▶ _Exercise directions_: Select and copy every line of the records that contains the word "road".

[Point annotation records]
— begin —

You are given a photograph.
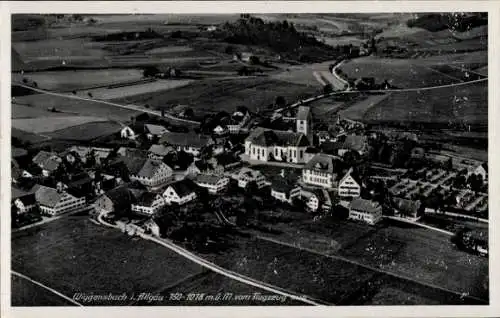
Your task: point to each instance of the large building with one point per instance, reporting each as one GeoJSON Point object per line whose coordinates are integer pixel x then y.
{"type": "Point", "coordinates": [275, 145]}
{"type": "Point", "coordinates": [321, 171]}
{"type": "Point", "coordinates": [304, 123]}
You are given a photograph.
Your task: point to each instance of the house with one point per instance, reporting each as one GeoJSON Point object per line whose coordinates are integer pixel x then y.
{"type": "Point", "coordinates": [117, 199]}
{"type": "Point", "coordinates": [350, 185]}
{"type": "Point", "coordinates": [356, 143]}
{"type": "Point", "coordinates": [407, 208]}
{"type": "Point", "coordinates": [54, 202]}
{"type": "Point", "coordinates": [127, 133]}
{"type": "Point", "coordinates": [188, 142]}
{"type": "Point", "coordinates": [25, 203]}
{"type": "Point", "coordinates": [310, 153]}
{"type": "Point", "coordinates": [213, 183]}
{"type": "Point", "coordinates": [221, 130]}
{"type": "Point", "coordinates": [154, 131]}
{"type": "Point", "coordinates": [180, 192]}
{"type": "Point", "coordinates": [148, 203]}
{"type": "Point", "coordinates": [275, 145]}
{"type": "Point", "coordinates": [47, 161]}
{"type": "Point", "coordinates": [158, 152]}
{"type": "Point", "coordinates": [247, 175]}
{"type": "Point", "coordinates": [131, 152]}
{"type": "Point", "coordinates": [365, 210]}
{"type": "Point", "coordinates": [153, 173]}
{"type": "Point", "coordinates": [304, 123]}
{"type": "Point", "coordinates": [482, 170]}
{"type": "Point", "coordinates": [321, 171]}
{"type": "Point", "coordinates": [284, 191]}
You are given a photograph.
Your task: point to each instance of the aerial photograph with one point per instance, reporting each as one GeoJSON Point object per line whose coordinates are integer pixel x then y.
{"type": "Point", "coordinates": [250, 159]}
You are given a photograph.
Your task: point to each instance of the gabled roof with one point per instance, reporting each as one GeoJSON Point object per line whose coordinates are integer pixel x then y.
{"type": "Point", "coordinates": [365, 205]}
{"type": "Point", "coordinates": [160, 150]}
{"type": "Point", "coordinates": [208, 178]}
{"type": "Point", "coordinates": [267, 137]}
{"type": "Point", "coordinates": [156, 130]}
{"type": "Point", "coordinates": [185, 139]}
{"type": "Point", "coordinates": [147, 199]}
{"type": "Point", "coordinates": [322, 162]}
{"type": "Point", "coordinates": [303, 113]}
{"type": "Point", "coordinates": [48, 196]}
{"type": "Point", "coordinates": [47, 160]}
{"type": "Point", "coordinates": [183, 187]}
{"type": "Point", "coordinates": [28, 199]}
{"type": "Point", "coordinates": [150, 167]}
{"type": "Point", "coordinates": [354, 142]}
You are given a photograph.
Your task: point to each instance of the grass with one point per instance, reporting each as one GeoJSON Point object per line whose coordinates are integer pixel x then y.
{"type": "Point", "coordinates": [76, 107]}
{"type": "Point", "coordinates": [210, 96]}
{"type": "Point", "coordinates": [87, 131]}
{"type": "Point", "coordinates": [50, 124]}
{"type": "Point", "coordinates": [466, 104]}
{"type": "Point", "coordinates": [79, 79]}
{"type": "Point", "coordinates": [74, 255]}
{"type": "Point", "coordinates": [106, 93]}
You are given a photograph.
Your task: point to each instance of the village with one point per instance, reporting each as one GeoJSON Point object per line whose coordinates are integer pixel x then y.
{"type": "Point", "coordinates": [165, 182]}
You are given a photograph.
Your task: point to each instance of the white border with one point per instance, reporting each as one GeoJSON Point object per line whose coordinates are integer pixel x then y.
{"type": "Point", "coordinates": [221, 7]}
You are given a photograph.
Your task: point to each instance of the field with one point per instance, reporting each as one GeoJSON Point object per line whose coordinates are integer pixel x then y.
{"type": "Point", "coordinates": [467, 104]}
{"type": "Point", "coordinates": [86, 132]}
{"type": "Point", "coordinates": [210, 96]}
{"type": "Point", "coordinates": [106, 93]}
{"type": "Point", "coordinates": [49, 124]}
{"type": "Point", "coordinates": [79, 79]}
{"type": "Point", "coordinates": [75, 107]}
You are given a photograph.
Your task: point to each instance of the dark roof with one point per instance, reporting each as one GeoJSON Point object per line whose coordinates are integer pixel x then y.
{"type": "Point", "coordinates": [303, 113]}
{"type": "Point", "coordinates": [28, 199]}
{"type": "Point", "coordinates": [183, 187]}
{"type": "Point", "coordinates": [184, 139]}
{"type": "Point", "coordinates": [365, 205]}
{"type": "Point", "coordinates": [147, 198]}
{"type": "Point", "coordinates": [322, 162]}
{"type": "Point", "coordinates": [267, 137]}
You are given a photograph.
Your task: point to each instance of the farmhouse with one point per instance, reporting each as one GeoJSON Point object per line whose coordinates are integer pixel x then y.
{"type": "Point", "coordinates": [47, 161]}
{"type": "Point", "coordinates": [148, 203]}
{"type": "Point", "coordinates": [213, 183]}
{"type": "Point", "coordinates": [350, 185]}
{"type": "Point", "coordinates": [188, 142]}
{"type": "Point", "coordinates": [304, 122]}
{"type": "Point", "coordinates": [117, 199]}
{"type": "Point", "coordinates": [127, 133]}
{"type": "Point", "coordinates": [153, 131]}
{"type": "Point", "coordinates": [158, 152]}
{"type": "Point", "coordinates": [321, 171]}
{"type": "Point", "coordinates": [54, 202]}
{"type": "Point", "coordinates": [153, 173]}
{"type": "Point", "coordinates": [355, 143]}
{"type": "Point", "coordinates": [247, 175]}
{"type": "Point", "coordinates": [284, 191]}
{"type": "Point", "coordinates": [25, 203]}
{"type": "Point", "coordinates": [269, 145]}
{"type": "Point", "coordinates": [365, 210]}
{"type": "Point", "coordinates": [180, 192]}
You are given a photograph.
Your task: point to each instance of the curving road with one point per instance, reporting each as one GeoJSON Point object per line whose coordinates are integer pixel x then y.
{"type": "Point", "coordinates": [129, 107]}
{"type": "Point", "coordinates": [225, 272]}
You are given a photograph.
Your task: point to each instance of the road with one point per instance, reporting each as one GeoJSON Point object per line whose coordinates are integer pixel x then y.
{"type": "Point", "coordinates": [129, 107]}
{"type": "Point", "coordinates": [219, 270]}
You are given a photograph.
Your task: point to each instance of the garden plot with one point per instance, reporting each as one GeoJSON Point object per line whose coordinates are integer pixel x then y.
{"type": "Point", "coordinates": [49, 124]}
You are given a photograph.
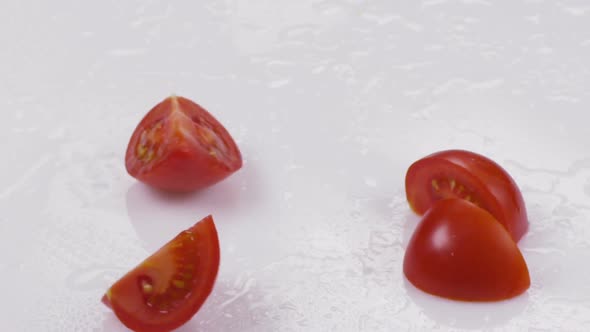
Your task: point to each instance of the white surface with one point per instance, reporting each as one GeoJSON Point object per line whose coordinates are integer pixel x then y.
{"type": "Point", "coordinates": [330, 101]}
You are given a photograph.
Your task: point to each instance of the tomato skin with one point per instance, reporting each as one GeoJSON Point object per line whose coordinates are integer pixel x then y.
{"type": "Point", "coordinates": [459, 251]}
{"type": "Point", "coordinates": [497, 192]}
{"type": "Point", "coordinates": [185, 161]}
{"type": "Point", "coordinates": [129, 304]}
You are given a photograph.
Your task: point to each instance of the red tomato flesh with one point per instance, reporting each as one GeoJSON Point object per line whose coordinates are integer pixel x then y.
{"type": "Point", "coordinates": [179, 146]}
{"type": "Point", "coordinates": [169, 287]}
{"type": "Point", "coordinates": [459, 251]}
{"type": "Point", "coordinates": [469, 176]}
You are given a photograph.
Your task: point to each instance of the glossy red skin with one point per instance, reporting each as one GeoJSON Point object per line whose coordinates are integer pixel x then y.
{"type": "Point", "coordinates": [126, 300]}
{"type": "Point", "coordinates": [495, 188]}
{"type": "Point", "coordinates": [186, 164]}
{"type": "Point", "coordinates": [459, 251]}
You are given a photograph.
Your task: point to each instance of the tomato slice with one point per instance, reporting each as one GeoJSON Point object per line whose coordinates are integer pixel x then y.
{"type": "Point", "coordinates": [179, 146]}
{"type": "Point", "coordinates": [472, 177]}
{"type": "Point", "coordinates": [459, 251]}
{"type": "Point", "coordinates": [168, 288]}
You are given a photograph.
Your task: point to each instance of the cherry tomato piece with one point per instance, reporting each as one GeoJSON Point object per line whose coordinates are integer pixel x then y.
{"type": "Point", "coordinates": [459, 251]}
{"type": "Point", "coordinates": [169, 287]}
{"type": "Point", "coordinates": [469, 176]}
{"type": "Point", "coordinates": [179, 146]}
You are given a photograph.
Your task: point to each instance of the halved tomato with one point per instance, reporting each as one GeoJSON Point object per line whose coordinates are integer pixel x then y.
{"type": "Point", "coordinates": [179, 146]}
{"type": "Point", "coordinates": [168, 288]}
{"type": "Point", "coordinates": [459, 251]}
{"type": "Point", "coordinates": [472, 177]}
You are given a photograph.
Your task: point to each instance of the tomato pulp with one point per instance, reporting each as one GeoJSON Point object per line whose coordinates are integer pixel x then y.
{"type": "Point", "coordinates": [459, 251]}
{"type": "Point", "coordinates": [169, 287]}
{"type": "Point", "coordinates": [179, 146]}
{"type": "Point", "coordinates": [469, 176]}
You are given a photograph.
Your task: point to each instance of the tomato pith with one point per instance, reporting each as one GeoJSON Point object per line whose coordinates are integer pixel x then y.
{"type": "Point", "coordinates": [459, 251]}
{"type": "Point", "coordinates": [179, 146]}
{"type": "Point", "coordinates": [469, 176]}
{"type": "Point", "coordinates": [168, 288]}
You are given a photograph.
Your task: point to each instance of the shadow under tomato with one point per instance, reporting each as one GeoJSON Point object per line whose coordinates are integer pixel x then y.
{"type": "Point", "coordinates": [235, 306]}
{"type": "Point", "coordinates": [467, 315]}
{"type": "Point", "coordinates": [157, 216]}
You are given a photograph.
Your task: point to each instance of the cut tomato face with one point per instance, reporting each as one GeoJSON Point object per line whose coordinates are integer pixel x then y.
{"type": "Point", "coordinates": [459, 251]}
{"type": "Point", "coordinates": [168, 288]}
{"type": "Point", "coordinates": [179, 146]}
{"type": "Point", "coordinates": [469, 176]}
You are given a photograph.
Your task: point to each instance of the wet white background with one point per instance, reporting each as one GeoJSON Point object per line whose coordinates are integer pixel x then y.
{"type": "Point", "coordinates": [330, 102]}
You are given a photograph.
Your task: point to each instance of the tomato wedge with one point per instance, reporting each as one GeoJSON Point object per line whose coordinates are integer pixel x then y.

— end —

▶ _Worked solution_:
Your task: point to each instance of the curving road with one point per instance, reporting each as one GeoJSON Point object per line whose coordinates are integer pixel x then y.
Your task: point to each instance of the road with one point per instance, reporting each as one GeoJSON Point object per line whose coordinates are integer pixel x then y.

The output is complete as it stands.